_Work request_
Return every line of the listing below so that it matches the original exactly.
==*==
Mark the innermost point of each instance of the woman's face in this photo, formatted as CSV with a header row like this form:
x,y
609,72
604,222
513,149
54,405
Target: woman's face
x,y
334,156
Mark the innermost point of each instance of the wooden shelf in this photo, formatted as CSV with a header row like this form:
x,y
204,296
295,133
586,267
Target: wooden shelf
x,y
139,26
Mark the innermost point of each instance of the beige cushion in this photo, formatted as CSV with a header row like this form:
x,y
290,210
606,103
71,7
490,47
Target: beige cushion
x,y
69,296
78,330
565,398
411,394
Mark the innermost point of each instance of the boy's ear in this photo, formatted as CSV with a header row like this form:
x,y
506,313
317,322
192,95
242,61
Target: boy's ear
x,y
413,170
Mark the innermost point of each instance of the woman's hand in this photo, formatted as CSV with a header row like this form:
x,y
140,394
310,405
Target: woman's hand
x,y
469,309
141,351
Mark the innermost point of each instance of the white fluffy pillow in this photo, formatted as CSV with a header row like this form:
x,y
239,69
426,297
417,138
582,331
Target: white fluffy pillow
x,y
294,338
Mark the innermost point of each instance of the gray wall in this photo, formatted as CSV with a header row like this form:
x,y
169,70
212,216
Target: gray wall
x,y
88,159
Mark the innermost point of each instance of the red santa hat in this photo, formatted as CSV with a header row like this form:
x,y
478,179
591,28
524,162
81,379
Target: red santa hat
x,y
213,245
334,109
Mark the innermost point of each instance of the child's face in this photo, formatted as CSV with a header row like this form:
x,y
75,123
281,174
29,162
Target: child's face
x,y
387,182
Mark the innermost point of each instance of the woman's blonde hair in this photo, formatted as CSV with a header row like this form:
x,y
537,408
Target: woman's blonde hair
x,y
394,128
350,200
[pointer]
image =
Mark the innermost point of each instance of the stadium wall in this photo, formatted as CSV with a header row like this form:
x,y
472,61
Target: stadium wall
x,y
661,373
==*==
_Solution to the problem_
Mark the innermost point of each instance of the woman's face in this photo, formatted as CSV with a header row like this form:
x,y
609,72
604,222
513,149
54,405
Target: woman's face
x,y
334,156
Mark the innermost point of each instance of the wooden shelf in this photo, formatted as CSV with a header row like this form:
x,y
204,296
295,133
586,267
Target: wooden shelf
x,y
139,26
Mark the innermost point of each instance of the beige cushion in this photo, formatted as CSV with a header row like this form:
x,y
290,210
606,103
71,7
490,47
Target: beige cushion
x,y
69,296
78,330
565,398
411,394
Mark the innermost point of each instance of the boy's ear in this photo, formatted as CSV with a header row like this form:
x,y
506,313
317,322
192,95
242,61
Target: boy's ear
x,y
413,170
Mark the innermost point of each instance of the woman's hand in this photo, formatted as CSV with a header row like this form:
x,y
140,394
310,405
Target: woman's hand
x,y
469,309
141,351
Mark the innermost point of each instance of the white fluffy pillow in this photo, formatted as CSV with a header row like this form:
x,y
239,69
426,297
417,138
582,331
Target: white fluffy pillow
x,y
294,338
Mark the innermost point of each instance of the gray wall in this photo, formatted as CSV with a header row like this form:
x,y
169,70
212,216
Target: gray wall
x,y
88,159
Mark the innermost point of each instance of the red santa hat in this photo, formatted as CSV with a header row like this form:
x,y
478,179
591,28
524,162
81,379
Target: red santa hat
x,y
213,245
334,109
Mark the innermost point of each instance of the child's face in this photo, formatted as CSV with a header row like this form:
x,y
75,123
281,174
29,162
Target: child's face
x,y
387,182
Mark the innermost point of each instance of the woman's blonde hair in this photo, formatted as CSV with a header row like this form:
x,y
537,408
Target: woman's blonde hair
x,y
394,128
350,200
[pointer]
image =
Mark the innermost point of each instance of the stadium wall in this photo, formatted as CSV with a header row like this form:
x,y
472,61
Target: stadium wall
x,y
661,373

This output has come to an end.